[Source records]
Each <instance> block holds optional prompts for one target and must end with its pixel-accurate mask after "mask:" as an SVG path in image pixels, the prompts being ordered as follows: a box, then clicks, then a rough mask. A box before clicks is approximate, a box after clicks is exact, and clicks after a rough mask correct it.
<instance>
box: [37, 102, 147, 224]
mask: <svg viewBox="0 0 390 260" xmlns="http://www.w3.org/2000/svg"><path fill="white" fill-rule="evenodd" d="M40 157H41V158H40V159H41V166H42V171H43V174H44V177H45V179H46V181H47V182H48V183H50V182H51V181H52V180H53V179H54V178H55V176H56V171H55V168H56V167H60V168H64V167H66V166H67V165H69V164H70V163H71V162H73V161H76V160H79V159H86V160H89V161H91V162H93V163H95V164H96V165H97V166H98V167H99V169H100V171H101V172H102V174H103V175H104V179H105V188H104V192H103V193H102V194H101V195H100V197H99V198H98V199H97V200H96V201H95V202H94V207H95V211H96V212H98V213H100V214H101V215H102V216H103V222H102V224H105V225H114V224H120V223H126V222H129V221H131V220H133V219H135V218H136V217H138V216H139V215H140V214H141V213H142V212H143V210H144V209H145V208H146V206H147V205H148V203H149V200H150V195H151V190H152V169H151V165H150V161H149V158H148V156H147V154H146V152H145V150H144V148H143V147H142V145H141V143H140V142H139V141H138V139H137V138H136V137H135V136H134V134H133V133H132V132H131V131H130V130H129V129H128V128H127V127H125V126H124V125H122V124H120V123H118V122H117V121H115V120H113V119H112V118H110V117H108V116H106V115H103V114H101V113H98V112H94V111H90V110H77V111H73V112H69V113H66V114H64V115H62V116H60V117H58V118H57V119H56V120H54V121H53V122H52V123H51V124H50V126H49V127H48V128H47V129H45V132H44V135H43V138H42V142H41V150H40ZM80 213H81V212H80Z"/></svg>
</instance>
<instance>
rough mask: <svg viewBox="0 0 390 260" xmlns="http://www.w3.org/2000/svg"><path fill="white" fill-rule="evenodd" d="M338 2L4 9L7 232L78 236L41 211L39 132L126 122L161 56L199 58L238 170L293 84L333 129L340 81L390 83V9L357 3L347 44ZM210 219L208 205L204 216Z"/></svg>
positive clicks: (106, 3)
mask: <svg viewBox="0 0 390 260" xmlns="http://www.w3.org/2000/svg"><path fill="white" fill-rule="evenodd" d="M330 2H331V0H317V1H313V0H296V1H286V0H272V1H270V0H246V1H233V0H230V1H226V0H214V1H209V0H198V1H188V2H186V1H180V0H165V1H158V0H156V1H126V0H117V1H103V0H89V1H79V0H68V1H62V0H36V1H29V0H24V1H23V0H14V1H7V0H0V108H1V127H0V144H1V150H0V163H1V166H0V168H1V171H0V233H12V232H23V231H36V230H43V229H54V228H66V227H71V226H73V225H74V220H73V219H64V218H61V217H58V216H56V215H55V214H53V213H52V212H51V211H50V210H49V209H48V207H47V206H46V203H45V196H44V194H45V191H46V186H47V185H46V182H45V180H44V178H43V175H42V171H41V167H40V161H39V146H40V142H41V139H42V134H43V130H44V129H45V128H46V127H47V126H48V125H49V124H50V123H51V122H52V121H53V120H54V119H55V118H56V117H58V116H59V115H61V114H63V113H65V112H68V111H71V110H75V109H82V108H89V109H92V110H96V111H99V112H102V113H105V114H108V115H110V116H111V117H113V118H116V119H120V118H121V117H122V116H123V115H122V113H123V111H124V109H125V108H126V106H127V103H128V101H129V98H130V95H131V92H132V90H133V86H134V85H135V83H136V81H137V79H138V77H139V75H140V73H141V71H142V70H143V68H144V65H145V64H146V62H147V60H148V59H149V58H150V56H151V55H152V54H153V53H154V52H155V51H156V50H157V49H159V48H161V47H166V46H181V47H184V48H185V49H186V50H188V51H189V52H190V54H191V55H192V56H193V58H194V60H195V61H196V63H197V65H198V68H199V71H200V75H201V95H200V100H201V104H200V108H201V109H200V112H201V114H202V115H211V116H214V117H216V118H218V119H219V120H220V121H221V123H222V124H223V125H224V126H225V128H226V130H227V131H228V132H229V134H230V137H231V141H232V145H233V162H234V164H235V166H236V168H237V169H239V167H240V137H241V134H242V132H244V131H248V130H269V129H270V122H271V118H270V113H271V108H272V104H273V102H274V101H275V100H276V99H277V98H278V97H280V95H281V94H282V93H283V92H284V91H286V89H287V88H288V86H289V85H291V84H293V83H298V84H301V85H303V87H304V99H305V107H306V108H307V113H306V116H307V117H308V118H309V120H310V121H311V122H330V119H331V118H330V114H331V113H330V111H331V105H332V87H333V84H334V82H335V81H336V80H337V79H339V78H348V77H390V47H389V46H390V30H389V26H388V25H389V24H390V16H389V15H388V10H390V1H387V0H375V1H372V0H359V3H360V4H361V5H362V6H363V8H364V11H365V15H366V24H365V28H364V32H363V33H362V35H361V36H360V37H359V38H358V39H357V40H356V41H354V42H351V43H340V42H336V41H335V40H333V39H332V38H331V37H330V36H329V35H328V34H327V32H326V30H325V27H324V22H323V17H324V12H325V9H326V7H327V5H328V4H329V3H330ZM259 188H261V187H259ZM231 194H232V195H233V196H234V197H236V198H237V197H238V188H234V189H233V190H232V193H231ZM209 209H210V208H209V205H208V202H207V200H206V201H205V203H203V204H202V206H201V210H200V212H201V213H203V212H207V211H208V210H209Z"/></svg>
* * *
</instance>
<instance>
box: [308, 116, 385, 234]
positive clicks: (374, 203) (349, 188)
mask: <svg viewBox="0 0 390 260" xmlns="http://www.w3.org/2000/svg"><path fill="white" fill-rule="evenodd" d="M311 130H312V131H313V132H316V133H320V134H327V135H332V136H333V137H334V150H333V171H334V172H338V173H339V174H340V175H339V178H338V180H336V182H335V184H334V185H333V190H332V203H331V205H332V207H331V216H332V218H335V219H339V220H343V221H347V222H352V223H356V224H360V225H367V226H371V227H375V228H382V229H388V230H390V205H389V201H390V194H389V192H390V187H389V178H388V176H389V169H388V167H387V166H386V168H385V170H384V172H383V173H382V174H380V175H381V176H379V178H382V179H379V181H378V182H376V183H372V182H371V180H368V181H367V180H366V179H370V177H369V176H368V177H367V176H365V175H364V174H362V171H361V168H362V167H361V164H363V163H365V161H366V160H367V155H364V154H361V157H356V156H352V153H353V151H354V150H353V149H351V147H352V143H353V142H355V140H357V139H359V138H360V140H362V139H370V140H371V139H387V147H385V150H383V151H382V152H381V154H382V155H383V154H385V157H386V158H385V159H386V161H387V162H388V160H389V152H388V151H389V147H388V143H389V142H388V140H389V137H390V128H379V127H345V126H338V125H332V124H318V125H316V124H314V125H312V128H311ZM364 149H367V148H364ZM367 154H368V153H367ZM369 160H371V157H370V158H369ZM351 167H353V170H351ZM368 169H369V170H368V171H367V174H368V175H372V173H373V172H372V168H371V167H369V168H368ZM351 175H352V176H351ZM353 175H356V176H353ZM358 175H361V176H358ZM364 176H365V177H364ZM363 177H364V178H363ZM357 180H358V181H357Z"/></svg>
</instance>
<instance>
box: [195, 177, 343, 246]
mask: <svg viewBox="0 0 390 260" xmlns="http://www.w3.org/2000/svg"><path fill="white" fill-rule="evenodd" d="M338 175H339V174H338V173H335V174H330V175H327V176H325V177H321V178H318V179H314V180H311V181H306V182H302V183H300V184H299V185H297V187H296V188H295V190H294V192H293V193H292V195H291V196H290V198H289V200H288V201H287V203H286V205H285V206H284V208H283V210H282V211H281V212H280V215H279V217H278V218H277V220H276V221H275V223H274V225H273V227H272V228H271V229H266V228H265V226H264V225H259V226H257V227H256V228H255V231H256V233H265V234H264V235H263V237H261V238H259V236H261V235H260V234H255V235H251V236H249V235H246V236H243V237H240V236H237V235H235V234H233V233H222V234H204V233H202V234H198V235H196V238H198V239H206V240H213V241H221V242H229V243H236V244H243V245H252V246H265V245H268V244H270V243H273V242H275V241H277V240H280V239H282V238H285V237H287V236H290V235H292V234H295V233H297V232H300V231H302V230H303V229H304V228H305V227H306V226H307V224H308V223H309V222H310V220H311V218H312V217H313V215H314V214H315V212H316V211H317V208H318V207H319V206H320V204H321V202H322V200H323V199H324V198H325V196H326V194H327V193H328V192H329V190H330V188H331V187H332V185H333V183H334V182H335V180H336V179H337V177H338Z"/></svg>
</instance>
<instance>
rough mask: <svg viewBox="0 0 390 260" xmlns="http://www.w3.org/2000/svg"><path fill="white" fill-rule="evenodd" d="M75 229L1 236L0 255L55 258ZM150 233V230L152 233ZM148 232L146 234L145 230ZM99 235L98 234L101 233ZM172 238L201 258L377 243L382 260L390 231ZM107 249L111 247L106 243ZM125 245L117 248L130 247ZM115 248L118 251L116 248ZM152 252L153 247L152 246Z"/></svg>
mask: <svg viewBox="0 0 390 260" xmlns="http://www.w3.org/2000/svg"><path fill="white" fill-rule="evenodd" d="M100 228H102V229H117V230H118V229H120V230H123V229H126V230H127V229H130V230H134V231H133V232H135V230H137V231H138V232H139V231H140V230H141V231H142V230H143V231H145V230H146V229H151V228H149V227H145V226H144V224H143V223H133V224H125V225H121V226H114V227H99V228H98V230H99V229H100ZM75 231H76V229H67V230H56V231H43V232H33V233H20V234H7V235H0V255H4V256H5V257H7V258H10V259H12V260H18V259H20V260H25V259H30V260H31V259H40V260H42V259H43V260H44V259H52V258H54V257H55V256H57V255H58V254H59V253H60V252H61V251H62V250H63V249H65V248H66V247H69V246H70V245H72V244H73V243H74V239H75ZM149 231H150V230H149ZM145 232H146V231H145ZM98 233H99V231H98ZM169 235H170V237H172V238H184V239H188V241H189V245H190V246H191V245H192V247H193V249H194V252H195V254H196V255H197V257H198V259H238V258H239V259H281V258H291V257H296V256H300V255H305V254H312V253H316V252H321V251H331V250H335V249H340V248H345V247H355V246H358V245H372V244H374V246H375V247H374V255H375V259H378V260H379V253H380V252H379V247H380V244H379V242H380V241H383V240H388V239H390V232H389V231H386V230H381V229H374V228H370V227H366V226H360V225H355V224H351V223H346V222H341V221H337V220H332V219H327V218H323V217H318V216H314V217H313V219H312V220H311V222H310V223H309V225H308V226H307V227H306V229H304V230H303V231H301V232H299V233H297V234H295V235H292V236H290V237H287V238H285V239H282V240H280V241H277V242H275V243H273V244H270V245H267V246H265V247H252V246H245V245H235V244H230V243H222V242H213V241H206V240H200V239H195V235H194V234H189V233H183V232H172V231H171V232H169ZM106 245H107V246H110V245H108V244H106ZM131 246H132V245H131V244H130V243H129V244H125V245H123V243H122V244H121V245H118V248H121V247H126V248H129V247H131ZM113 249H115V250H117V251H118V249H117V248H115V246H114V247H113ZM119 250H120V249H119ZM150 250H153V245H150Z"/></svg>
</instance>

**INSTRUCTIONS FOR THE TASK:**
Reproduce the lines verbatim, from the line containing "Each <instance> block" through the line containing "box: [37, 102, 147, 224]", both included.

**TASK OUTPUT:**
Each <instance> block holds optional prompts for one target and must end with its pixel-accurate mask after "mask:" as an SVG path in image pixels, the prompts being ordered as follows: a box, then clicks, then a rough mask. A box before clicks is approximate, a box after clicks is exact, and clicks after a rough mask correct it.
<instance>
box: [37, 102, 147, 224]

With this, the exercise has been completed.